◆ SUPPLIED INFORMATION
☆ ☆ ☆ ☆ ☆

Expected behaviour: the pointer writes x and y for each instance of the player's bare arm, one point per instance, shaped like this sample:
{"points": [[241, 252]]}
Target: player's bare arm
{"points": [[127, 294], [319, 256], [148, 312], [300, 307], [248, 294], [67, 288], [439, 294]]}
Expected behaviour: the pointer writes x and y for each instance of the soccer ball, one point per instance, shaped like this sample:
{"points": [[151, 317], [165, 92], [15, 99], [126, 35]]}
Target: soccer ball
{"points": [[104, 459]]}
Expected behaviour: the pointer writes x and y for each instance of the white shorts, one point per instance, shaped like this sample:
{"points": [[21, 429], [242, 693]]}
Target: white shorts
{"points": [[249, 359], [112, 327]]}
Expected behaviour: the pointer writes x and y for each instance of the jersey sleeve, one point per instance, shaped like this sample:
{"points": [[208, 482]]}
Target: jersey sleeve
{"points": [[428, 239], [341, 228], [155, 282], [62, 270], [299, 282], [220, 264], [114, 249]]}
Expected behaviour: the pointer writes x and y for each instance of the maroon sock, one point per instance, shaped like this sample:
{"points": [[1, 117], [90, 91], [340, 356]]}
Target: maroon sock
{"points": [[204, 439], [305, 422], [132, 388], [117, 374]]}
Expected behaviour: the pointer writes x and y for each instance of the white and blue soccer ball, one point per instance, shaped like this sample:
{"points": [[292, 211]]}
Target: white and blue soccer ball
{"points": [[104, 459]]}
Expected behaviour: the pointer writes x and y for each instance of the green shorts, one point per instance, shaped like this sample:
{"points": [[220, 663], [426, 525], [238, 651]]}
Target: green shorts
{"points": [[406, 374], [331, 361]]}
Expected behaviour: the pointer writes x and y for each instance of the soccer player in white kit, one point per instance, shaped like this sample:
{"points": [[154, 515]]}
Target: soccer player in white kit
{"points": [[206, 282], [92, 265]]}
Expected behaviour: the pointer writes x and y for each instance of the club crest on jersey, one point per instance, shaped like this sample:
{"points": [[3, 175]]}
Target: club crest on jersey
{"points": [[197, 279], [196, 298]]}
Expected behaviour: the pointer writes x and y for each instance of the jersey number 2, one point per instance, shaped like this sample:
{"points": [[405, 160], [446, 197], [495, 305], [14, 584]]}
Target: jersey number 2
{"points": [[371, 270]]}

☆ ☆ ☆ ☆ ☆

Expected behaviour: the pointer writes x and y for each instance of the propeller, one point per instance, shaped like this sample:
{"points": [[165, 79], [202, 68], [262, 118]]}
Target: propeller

☆ ☆ ☆ ☆ ☆

Which of the lines above include the word "propeller"? List those lines.

Expected behaviour: the pointer writes x and y for each instance of the propeller, one point per instance, shaped like this sample:
Target: propeller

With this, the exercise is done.